Retype every entry in its entirety, without alteration.

Dataset excerpts
= Beginning of Section =
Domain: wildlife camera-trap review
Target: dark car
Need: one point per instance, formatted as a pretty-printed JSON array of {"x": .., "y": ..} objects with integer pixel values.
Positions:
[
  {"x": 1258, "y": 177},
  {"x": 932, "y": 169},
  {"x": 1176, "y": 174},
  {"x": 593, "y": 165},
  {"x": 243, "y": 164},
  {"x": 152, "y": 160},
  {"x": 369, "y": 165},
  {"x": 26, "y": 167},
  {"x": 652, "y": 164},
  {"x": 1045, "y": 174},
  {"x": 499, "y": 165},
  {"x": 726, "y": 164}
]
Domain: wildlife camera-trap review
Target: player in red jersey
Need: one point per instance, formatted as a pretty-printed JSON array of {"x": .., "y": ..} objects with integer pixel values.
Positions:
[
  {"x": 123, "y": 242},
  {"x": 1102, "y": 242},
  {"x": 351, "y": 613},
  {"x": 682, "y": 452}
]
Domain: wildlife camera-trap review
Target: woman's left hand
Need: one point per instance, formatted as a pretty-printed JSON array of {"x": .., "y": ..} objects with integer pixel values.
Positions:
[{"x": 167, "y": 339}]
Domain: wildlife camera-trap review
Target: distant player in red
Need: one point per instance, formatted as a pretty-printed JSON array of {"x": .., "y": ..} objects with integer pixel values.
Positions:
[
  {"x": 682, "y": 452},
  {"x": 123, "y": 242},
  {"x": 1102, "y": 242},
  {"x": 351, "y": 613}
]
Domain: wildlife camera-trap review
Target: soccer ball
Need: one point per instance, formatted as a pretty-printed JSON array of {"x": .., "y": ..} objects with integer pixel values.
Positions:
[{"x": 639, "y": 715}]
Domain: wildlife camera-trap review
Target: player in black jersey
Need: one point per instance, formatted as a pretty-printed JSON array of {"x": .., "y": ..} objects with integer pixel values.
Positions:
= End of Section =
#### Completed task:
Domain: wildlife camera-trap review
Target: dark car
Need: one point per instance, formatted as a pretty-printed JSON array of {"x": .., "y": ..} objects with integer pixel values.
Positions:
[
  {"x": 1258, "y": 177},
  {"x": 932, "y": 169},
  {"x": 1176, "y": 174},
  {"x": 593, "y": 165},
  {"x": 243, "y": 164},
  {"x": 152, "y": 160},
  {"x": 369, "y": 165},
  {"x": 26, "y": 167},
  {"x": 652, "y": 164},
  {"x": 1045, "y": 174},
  {"x": 499, "y": 165},
  {"x": 726, "y": 164}
]
Domain: wildlife camera-trap review
Target: player in red jersey
Need: one point per instance, formatted as a pretty-printed JSON array of {"x": .., "y": ..} objects with integer pixel values.
Positions:
[
  {"x": 123, "y": 242},
  {"x": 1102, "y": 242},
  {"x": 351, "y": 613},
  {"x": 682, "y": 452}
]
Domain: wildlife camera-trap review
Target: woman's left hand
Need: one point per instance, formatted as a pretty-printed JSON array of {"x": .., "y": ..} objects with integer pixel values.
Positions:
[{"x": 167, "y": 339}]
Domain: wildlife camera-trap review
Target: distant player in red
Need: one point per instance, formatted as a pretty-printed JSON array of {"x": .., "y": ..} objects with integer pixel values.
Positions:
[
  {"x": 682, "y": 452},
  {"x": 123, "y": 242},
  {"x": 1102, "y": 242},
  {"x": 351, "y": 613}
]
Domain: wildlife camera-trap review
Target: soccer ball
Need: one point per instance, formatted as a pretty-printed JSON array of {"x": .., "y": ..} objects with integer pixel values.
Positions:
[{"x": 639, "y": 715}]
Domain: wildlife camera-trap review
Target: player in black jersey
Need: one point per instance, formatted as a pretty-printed JSON array of {"x": .., "y": ..} objects with integer pixel values.
Positions:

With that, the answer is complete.